# Given exercise
Rewrite the entries below with every "Query" changed to "Search" and everything else left as it is. Omit the pictures.

# Records provided
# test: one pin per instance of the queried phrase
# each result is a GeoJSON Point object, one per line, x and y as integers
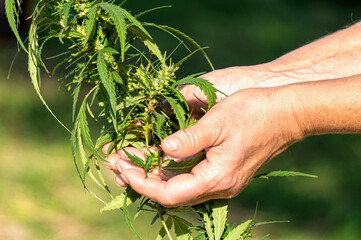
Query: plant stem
{"type": "Point", "coordinates": [164, 225]}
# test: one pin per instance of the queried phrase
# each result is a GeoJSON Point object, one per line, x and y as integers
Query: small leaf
{"type": "Point", "coordinates": [178, 111]}
{"type": "Point", "coordinates": [219, 214]}
{"type": "Point", "coordinates": [162, 232]}
{"type": "Point", "coordinates": [118, 201]}
{"type": "Point", "coordinates": [285, 174]}
{"type": "Point", "coordinates": [148, 161]}
{"type": "Point", "coordinates": [116, 13]}
{"type": "Point", "coordinates": [129, 193]}
{"type": "Point", "coordinates": [181, 228]}
{"type": "Point", "coordinates": [208, 226]}
{"type": "Point", "coordinates": [33, 67]}
{"type": "Point", "coordinates": [205, 86]}
{"type": "Point", "coordinates": [135, 159]}
{"type": "Point", "coordinates": [109, 87]}
{"type": "Point", "coordinates": [13, 17]}
{"type": "Point", "coordinates": [270, 222]}
{"type": "Point", "coordinates": [85, 132]}
{"type": "Point", "coordinates": [237, 232]}
{"type": "Point", "coordinates": [183, 166]}
{"type": "Point", "coordinates": [159, 120]}
{"type": "Point", "coordinates": [201, 236]}
{"type": "Point", "coordinates": [149, 42]}
{"type": "Point", "coordinates": [90, 22]}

# Expected answer
# test: one pin per instance of the queried phrase
# each result is a GeoJSON Point object, one per line, x and y as integers
Search: plant stem
{"type": "Point", "coordinates": [164, 225]}
# test: one pin per instance of the queried phrase
# each result is a GeoJSON Point object, one per line, x and y as integers
Search: small leaf
{"type": "Point", "coordinates": [178, 111]}
{"type": "Point", "coordinates": [219, 214]}
{"type": "Point", "coordinates": [162, 232]}
{"type": "Point", "coordinates": [118, 201]}
{"type": "Point", "coordinates": [285, 174]}
{"type": "Point", "coordinates": [148, 161]}
{"type": "Point", "coordinates": [116, 13]}
{"type": "Point", "coordinates": [129, 193]}
{"type": "Point", "coordinates": [181, 228]}
{"type": "Point", "coordinates": [208, 226]}
{"type": "Point", "coordinates": [33, 67]}
{"type": "Point", "coordinates": [205, 86]}
{"type": "Point", "coordinates": [135, 159]}
{"type": "Point", "coordinates": [109, 87]}
{"type": "Point", "coordinates": [13, 17]}
{"type": "Point", "coordinates": [270, 222]}
{"type": "Point", "coordinates": [85, 132]}
{"type": "Point", "coordinates": [237, 232]}
{"type": "Point", "coordinates": [183, 166]}
{"type": "Point", "coordinates": [159, 120]}
{"type": "Point", "coordinates": [201, 236]}
{"type": "Point", "coordinates": [149, 42]}
{"type": "Point", "coordinates": [90, 22]}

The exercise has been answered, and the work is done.